[À FAIRE]: Dans l'extrait sur le cyberharcèlement ci-dessous, relevez tous les organismes qui ont réalisé le testing de juin et juillet 2017.

##### EXTRAIT DU DOCUMENT

Le numérique au service du cyberharcèlement


Autre avantage du numérique : l’anonymat. Celui-ci renforce le sentiment d’impunité de l’agresseur qui pense ne pas pouvoir être détecté. De plus, l’anonymat engendre un « effet cockpit » qui libère une violence qui n’aurait peut-être pas lieu d’être si celui qui en est à l’origine s’exprimait sous sa véritable identité. À cela s’ajoute la forte exposition des victimes liée à leur présence sur les réseaux sociaux, exposition d’autant plus marquée que ces derniers sont encore peu réactifs face au phénomène. Ainsi, selon un testing réalisé par le HCE, le collectif « Féministes contre le cyberharcèlement », la Fondation des femmes et l’association « En avant toutes » en juin et juillet 2017, seuls 7,7 % des 545 contenus signalés sur Facebook, Twitter et Youtube ont été supprimés. Si les menaces de violences crédibles sont généralement écartées par ces plateformes, il n’en est pas de même pour les propos sexuellement explicites ou l’incitation à la haine sexiste dont les contenus restent publiés dans la plupart des cas.

Résultat : une femme victime de harcèlement en ligne sur cinq déclare avoir fermée un compte en ligne pour se protéger. Précisons que le harcèlement sexiste peut se définir comme une « manifestation du sexisme qui affecte le droit à la sécurité et limite l’occupation de l’espace public par les femmes et leurs déplacements en son sein ». Il se caractérise par « le fait d’imposer tout propos ou comportement, à raison du sexe, de l’orientation ou de l’identité sexuelle supposée ou réelle d’une personne, qui a pour objet ou pour effet de créer une situation intimidante, humiliante, dégradante ou offensante portant ainsi atteinte à la dignité de la personne ».

##########
##### EXTRAIT DES DONNÉES

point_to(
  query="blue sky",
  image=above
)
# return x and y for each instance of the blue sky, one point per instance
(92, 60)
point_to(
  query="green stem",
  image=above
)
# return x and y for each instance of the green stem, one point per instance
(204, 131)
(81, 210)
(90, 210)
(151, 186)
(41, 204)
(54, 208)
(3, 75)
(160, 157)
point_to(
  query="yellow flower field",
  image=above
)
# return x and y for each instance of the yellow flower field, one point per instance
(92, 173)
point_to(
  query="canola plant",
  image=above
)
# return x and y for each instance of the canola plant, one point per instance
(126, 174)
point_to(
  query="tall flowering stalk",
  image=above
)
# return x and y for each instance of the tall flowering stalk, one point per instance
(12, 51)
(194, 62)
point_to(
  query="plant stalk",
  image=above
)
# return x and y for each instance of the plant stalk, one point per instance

##########

[RÉPONSE]:
- le HCE
- le collectif « Féministes contre le cyberharcèlement »
- la Fondation des femmes
- l'association « En avant toutes »